Give the data again exactly as it appears.

[Records for the exercise Boundary: Start]

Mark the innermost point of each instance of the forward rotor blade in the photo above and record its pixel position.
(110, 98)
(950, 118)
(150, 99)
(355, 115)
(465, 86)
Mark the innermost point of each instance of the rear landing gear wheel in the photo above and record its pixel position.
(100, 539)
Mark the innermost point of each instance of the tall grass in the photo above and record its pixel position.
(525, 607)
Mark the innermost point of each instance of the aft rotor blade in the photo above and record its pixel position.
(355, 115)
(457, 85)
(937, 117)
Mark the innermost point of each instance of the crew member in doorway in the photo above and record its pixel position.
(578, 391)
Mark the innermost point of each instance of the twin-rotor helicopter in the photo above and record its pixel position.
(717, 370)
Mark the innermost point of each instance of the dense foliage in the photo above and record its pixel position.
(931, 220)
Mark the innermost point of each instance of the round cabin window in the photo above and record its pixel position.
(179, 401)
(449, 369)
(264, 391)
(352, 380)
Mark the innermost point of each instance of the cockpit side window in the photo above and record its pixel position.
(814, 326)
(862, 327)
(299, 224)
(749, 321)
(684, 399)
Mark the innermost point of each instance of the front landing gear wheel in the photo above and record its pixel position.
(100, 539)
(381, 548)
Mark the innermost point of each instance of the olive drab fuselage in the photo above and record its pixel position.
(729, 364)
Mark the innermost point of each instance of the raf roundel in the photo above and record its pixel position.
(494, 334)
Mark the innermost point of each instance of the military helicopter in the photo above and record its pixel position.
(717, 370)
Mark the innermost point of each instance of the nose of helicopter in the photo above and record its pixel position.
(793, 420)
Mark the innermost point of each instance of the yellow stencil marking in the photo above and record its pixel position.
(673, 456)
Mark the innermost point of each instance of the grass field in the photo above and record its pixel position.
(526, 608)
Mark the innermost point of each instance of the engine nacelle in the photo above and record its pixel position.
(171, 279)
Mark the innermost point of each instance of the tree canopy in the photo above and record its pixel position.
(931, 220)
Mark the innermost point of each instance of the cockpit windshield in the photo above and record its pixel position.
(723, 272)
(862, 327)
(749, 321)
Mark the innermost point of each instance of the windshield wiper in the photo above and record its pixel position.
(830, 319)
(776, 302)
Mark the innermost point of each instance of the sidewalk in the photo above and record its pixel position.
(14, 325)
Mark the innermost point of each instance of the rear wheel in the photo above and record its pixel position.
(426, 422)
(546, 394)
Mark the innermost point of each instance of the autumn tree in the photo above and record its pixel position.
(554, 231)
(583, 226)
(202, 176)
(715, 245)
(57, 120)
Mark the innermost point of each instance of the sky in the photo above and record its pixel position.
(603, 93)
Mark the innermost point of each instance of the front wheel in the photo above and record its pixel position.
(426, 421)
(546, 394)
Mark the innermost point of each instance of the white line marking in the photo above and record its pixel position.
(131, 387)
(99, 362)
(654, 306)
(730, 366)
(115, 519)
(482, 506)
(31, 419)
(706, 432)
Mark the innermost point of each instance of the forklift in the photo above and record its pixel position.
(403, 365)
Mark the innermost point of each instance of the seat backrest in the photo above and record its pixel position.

[Records for the exercise Boundary: End]

■ Expected answer
Mark the innermost point of each instance of the forward rotor blade in the photo above and record its pixel position.
(110, 98)
(950, 118)
(150, 99)
(355, 115)
(465, 86)
Mark the innermost point of each instance of the rear landing gear wheel in the photo above and record its pixel position.
(100, 539)
Mark the innermost point of each instance of the tall grass in the photo above and record its pixel position.
(525, 607)
Mark the innermost point of each instance of the aft rotor blade in the photo above and record its pixel position.
(355, 115)
(457, 85)
(937, 117)
Mark the innermost point of each instance of the crew member in doorway in the photo above and record its pixel position.
(578, 391)
Mark the innermost point of each instance of the twin-rotor helicopter in the photo above and record its pixel position.
(717, 370)
Mark the innermost point of each instance of the dense foliage in the photo above and record its pixel position.
(931, 220)
Mark the innermost point of each instance of the round cabin window in the photo above and record its pixel position.
(179, 401)
(449, 369)
(264, 391)
(352, 380)
Mark the innermost point of each instance of the cockpit side window in the photo above and record its pixel position.
(814, 326)
(862, 327)
(299, 224)
(749, 321)
(684, 399)
Mark the innermost point of each instance of the front landing gear wheel in the photo above and record its pixel position.
(100, 539)
(381, 548)
Mark the innermost point of each instance of the olive drab fuselage in the photo above and record its pixel position.
(729, 364)
Mark the innermost point of each instance of the raf roundel in the photo above and record its pixel position.
(494, 334)
Mark the innermost point of each instance of the military helicopter in the photo above and record its pixel position.
(717, 370)
Mark the innermost point of each instance of the nose of helicopter in the photo above and record its pixel position.
(793, 420)
Mark the innermost point of each instance of the yellow stencil marking in the photo above and record its pixel position.
(673, 456)
Mark the innermost point of each instance of the grass field in the photo above and record its pixel position.
(526, 608)
Mark the innermost point of each instance of the engine nacelle in the photo above and record its pixel position.
(171, 279)
Mark the innermost point of each instance of the tree canopy in the photo above and record its pixel position.
(931, 220)
Mark the innermost point of each instance of the cockpit windshield in the photo above and record its pixel position.
(723, 272)
(862, 327)
(749, 321)
Mark the innermost point of each instance of the windshield wiper in the photo above and record its pixel position.
(830, 319)
(776, 302)
Mark the innermost point of each instance of the sidewalk in the photo above and record its pixel position.
(14, 325)
Mark the innermost point of each instance of the rear wheel in the photo above and record its pixel position.
(426, 422)
(546, 394)
Mark the innermost point of each instance of the autumn tree in the photo above and record its pixel position.
(554, 231)
(583, 226)
(202, 176)
(715, 245)
(57, 120)
Mark the innermost point of each instance of the sky in the photo above and record its pixel position.
(603, 93)
Mark the innermost point of each instance of the front wheel in the photo above and record its pixel position.
(426, 421)
(546, 394)
Mark the innermost point of each instance of the white line marking in the photo above and record its pixel position.
(131, 387)
(99, 362)
(654, 306)
(730, 366)
(115, 519)
(482, 506)
(31, 419)
(706, 432)
Mark the innermost point of each instance of the forklift in the photo above and record its pixel position.
(403, 365)
Mark the innermost point of each instance of the seat backrest in the photo above and record its pixel position.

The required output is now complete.